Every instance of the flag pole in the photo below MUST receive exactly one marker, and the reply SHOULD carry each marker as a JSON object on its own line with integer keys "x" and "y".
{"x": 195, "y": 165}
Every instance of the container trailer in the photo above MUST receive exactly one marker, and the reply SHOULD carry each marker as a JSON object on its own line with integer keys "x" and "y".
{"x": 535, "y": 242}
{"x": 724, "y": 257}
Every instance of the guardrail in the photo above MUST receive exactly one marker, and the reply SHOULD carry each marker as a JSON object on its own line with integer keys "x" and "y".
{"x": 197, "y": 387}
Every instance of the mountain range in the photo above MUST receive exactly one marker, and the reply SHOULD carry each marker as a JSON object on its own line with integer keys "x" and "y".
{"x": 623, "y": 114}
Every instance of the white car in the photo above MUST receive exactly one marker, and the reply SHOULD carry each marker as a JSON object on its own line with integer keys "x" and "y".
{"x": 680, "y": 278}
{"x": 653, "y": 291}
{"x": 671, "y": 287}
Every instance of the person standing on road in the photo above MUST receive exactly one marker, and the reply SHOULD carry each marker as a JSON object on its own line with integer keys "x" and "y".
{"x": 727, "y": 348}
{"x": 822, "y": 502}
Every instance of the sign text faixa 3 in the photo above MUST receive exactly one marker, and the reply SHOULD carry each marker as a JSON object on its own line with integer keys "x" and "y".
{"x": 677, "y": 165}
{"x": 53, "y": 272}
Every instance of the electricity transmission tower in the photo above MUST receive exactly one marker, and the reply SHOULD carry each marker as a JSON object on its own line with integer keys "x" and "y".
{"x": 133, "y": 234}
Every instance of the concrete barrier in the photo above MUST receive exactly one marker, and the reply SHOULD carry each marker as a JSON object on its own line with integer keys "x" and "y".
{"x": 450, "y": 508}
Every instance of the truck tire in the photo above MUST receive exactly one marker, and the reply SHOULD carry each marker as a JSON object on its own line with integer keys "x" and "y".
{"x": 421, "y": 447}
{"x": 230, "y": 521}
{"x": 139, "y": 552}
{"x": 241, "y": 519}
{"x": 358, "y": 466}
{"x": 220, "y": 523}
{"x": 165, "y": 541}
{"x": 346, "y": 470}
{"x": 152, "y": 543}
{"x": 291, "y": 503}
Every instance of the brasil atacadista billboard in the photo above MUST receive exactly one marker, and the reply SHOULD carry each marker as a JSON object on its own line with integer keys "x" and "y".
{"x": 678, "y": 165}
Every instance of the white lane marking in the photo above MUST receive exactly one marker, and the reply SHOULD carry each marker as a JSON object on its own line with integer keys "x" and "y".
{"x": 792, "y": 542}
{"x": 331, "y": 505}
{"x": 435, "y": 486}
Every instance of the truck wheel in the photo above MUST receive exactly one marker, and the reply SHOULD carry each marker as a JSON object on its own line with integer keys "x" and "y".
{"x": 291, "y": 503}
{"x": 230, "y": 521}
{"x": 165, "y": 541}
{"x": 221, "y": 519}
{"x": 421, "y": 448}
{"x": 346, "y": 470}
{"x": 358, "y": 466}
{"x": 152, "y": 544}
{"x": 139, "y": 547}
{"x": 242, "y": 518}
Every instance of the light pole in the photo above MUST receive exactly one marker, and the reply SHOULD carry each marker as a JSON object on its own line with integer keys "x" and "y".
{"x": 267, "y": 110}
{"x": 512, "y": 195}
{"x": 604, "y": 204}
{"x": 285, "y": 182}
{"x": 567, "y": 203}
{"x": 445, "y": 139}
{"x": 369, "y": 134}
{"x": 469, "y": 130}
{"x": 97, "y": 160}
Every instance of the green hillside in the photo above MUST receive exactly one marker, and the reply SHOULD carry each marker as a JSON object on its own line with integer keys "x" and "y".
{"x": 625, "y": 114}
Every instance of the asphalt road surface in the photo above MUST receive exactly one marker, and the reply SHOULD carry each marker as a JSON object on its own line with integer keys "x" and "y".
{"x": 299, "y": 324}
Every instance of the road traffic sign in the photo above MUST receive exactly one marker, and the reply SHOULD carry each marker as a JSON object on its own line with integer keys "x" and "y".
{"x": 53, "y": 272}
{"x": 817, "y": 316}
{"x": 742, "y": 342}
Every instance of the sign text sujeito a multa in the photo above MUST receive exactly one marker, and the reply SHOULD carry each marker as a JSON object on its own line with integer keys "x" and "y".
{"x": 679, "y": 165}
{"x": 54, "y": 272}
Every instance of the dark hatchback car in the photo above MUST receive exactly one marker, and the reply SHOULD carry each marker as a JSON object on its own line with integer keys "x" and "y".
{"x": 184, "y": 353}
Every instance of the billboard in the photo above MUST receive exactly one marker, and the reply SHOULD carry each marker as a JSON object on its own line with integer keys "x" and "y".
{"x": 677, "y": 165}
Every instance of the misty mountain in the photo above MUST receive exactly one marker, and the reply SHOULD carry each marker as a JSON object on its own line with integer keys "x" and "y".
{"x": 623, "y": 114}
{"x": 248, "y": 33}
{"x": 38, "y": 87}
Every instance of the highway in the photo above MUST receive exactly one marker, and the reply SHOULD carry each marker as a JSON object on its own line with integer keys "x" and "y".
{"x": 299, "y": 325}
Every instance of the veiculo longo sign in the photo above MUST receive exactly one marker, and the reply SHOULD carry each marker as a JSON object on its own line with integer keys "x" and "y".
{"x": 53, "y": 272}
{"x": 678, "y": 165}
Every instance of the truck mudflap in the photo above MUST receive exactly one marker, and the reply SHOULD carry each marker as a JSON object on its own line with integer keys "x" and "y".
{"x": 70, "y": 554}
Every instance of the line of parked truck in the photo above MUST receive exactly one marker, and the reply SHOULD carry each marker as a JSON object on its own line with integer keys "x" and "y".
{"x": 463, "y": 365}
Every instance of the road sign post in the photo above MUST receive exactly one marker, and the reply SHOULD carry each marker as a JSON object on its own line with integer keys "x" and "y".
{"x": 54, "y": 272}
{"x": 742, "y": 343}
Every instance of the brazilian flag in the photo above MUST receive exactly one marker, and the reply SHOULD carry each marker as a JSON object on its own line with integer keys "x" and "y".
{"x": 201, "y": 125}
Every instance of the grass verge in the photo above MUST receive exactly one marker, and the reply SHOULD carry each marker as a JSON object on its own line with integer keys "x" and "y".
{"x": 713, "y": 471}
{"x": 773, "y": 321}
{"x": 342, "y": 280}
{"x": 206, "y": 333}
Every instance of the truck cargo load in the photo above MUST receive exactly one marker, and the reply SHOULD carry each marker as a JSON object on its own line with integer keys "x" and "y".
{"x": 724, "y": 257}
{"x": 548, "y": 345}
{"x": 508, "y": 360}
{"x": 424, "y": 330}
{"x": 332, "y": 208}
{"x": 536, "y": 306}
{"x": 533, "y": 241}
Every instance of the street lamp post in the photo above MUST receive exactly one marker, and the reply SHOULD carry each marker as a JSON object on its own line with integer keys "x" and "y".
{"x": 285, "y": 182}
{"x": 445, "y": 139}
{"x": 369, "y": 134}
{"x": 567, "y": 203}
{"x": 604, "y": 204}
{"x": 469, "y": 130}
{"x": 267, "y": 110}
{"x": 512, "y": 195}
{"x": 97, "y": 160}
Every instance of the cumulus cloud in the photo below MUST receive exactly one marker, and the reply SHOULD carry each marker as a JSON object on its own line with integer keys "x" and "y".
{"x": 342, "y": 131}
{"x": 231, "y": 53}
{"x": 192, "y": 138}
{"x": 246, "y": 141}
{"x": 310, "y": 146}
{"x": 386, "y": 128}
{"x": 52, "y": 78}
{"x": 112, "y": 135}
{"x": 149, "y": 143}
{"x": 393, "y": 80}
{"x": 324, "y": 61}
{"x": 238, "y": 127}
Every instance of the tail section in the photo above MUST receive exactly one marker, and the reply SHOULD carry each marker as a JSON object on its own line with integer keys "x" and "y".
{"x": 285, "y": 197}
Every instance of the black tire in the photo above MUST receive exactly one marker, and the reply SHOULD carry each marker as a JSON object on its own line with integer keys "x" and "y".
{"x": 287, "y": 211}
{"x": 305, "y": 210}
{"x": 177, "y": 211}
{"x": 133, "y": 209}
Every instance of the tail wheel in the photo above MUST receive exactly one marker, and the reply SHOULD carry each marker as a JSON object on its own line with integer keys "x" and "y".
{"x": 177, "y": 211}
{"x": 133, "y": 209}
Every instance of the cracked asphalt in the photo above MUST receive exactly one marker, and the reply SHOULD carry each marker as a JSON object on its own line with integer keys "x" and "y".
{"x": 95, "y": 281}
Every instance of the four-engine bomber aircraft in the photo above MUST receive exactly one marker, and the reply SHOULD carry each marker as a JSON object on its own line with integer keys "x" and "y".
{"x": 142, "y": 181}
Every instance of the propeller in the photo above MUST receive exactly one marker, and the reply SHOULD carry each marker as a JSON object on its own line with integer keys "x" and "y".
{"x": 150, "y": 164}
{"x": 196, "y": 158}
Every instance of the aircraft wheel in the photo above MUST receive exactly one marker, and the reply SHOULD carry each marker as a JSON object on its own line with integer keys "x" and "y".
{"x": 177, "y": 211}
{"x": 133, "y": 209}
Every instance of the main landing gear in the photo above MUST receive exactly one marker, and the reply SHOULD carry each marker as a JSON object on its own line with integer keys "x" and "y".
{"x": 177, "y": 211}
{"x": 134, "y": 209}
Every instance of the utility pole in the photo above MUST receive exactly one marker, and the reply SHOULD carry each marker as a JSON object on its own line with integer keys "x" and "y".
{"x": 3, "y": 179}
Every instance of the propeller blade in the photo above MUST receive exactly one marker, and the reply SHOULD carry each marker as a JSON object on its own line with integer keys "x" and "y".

## Set task
Repeat, word for word, every line from the line that contains "Every instance of the tail wheel" to the end of the entries; include both of those lines and no others.

## In response
Every instance of the tail wheel in the photo above MUST receive exactly one marker, and the reply SHOULD carry each marker as a JSON object on its own line with integer keys "x" and "y".
{"x": 177, "y": 211}
{"x": 133, "y": 209}
Every instance of the cracked asphalt in the photo above MUST receive exactly one marker, and the reply SHOULD carry each marker as a JSON object on its own line with integer keys "x" and "y".
{"x": 95, "y": 281}
Every instance of the four-engine bomber aircraft in the photo above MUST receive exactly one marker, and the reply SHOULD carry each marker as a JSON object on its own line with integer keys "x" and "y".
{"x": 142, "y": 181}
Every instance of the propeller in the photo above MUST receive exactly one marker, and the reply SHOULD carry each marker as a JSON object on its own line with integer keys "x" and "y".
{"x": 150, "y": 164}
{"x": 196, "y": 158}
Every instance of the aircraft wheel in the photo above MUST receive exactly one marker, and the reply SHOULD carry each marker as a JSON object on its own line with integer keys "x" and "y".
{"x": 177, "y": 211}
{"x": 133, "y": 209}
Every instance of the main landing gear in the photo above MUST receive exactly one marker, and the reply SHOULD carry each marker as a JSON object on its own line with integer keys "x" and "y".
{"x": 177, "y": 211}
{"x": 134, "y": 209}
Every instance of the utility pole in the photo above MUST receive exactly one marker, and the reply SHOULD carry each marker as a JSON object on its own line with integer keys "x" and "y".
{"x": 3, "y": 179}
Every instance of the propeller blade in the photo above MUST receive exactly one marker, and the reply SHOULD carry each marker as a JSON object on its own line with integer keys "x" and "y".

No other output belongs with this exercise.